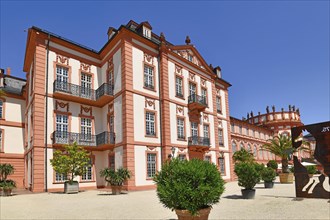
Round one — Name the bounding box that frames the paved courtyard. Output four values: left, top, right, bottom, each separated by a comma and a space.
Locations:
0, 178, 330, 220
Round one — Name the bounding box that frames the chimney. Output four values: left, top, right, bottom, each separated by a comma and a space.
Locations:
6, 67, 10, 76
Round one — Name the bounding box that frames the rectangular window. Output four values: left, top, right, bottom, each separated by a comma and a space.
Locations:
54, 171, 68, 183
80, 73, 92, 98
146, 112, 156, 136
175, 76, 183, 98
81, 158, 93, 181
216, 96, 222, 114
0, 100, 3, 118
189, 83, 196, 95
218, 129, 223, 146
191, 122, 198, 137
147, 153, 157, 178
80, 118, 92, 141
55, 65, 69, 91
177, 118, 185, 139
219, 157, 226, 176
55, 114, 69, 143
0, 130, 4, 152
109, 154, 116, 170
204, 156, 211, 163
201, 88, 207, 103
179, 154, 186, 160
144, 65, 155, 89
203, 125, 209, 137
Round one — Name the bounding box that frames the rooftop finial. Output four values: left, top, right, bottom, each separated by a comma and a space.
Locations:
186, 36, 190, 45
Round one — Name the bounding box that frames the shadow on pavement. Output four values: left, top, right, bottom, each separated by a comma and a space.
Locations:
222, 195, 242, 199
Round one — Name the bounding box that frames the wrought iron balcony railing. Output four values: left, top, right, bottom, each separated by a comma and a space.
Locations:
96, 131, 116, 146
53, 80, 113, 101
53, 131, 115, 147
188, 94, 207, 106
188, 136, 210, 147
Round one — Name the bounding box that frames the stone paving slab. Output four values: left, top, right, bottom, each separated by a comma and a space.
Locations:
0, 178, 330, 220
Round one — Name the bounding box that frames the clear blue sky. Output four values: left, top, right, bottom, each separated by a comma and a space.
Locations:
0, 0, 330, 124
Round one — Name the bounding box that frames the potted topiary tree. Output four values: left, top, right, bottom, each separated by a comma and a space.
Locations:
50, 142, 90, 193
260, 167, 276, 188
267, 160, 278, 171
306, 165, 317, 178
100, 167, 131, 195
154, 158, 225, 220
234, 162, 260, 199
0, 163, 16, 196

---

§ **What you should do**
Write out all of the material above again without the pictures, substituting "rectangle" for every "bounding box" and keeping everything else the same.

§ **Exercise answer**
Round one — Name the rectangle that frames the paved courtyard. Output four values: left, top, right, bottom, each separated by a comma and a space.
Locations:
0, 178, 330, 220
Round one — Name the rectangle that frames the chimney. Output four values: left, top, right, bottom, each separated by a comma and a space.
Locations:
6, 67, 10, 76
Round one — Name the rectangle that frames the rectangular window. Output four values: left, top, right, bottom, each separated by a comma and a space.
Locations:
54, 171, 68, 183
80, 73, 92, 98
146, 112, 156, 136
175, 76, 183, 98
81, 158, 93, 181
216, 96, 222, 114
0, 100, 3, 118
189, 83, 196, 95
218, 129, 223, 146
191, 122, 198, 137
147, 153, 157, 178
80, 118, 92, 141
55, 65, 69, 91
177, 118, 185, 139
219, 157, 226, 176
55, 114, 69, 143
0, 130, 4, 152
109, 154, 116, 170
204, 156, 211, 163
201, 88, 207, 103
179, 154, 186, 160
144, 65, 155, 89
203, 125, 209, 137
Round one — Name the rectangle that frames the rooftop finial. Output four values: left, top, right, bottom, each separated by a comma and a space.
Locations:
186, 36, 190, 45
Round one — Name the rectangle that frames the shadow on pavement. Output four values: left, top, right, bottom, each separated by a comma and a space.
Locations:
222, 195, 242, 199
Round one — Name the rectangle that frames the wrought iron balcony railing. Output four values: left, top, right, bottom, each separated by a comma and a space.
Locations:
96, 131, 116, 146
53, 80, 113, 101
53, 131, 115, 147
188, 94, 207, 106
188, 136, 210, 147
Round one — Name the rectangle that frames the stone paving slab. Output four values: left, top, right, bottom, each separated by a comma and a space.
Locations:
0, 178, 330, 220
Round one — Name the rectangle that frames the clear blue sky. Output four values: left, top, right, bottom, each separated by a comma and a space.
Locations:
0, 0, 330, 124
Round one — Name the rectangle that frames the potted topiary tree. Output four values: left, top, right, bottom, each separated by a comma and a space.
Locations:
50, 142, 90, 193
260, 167, 276, 188
267, 160, 278, 171
306, 165, 317, 178
100, 167, 131, 195
154, 158, 225, 220
234, 162, 260, 199
0, 163, 16, 196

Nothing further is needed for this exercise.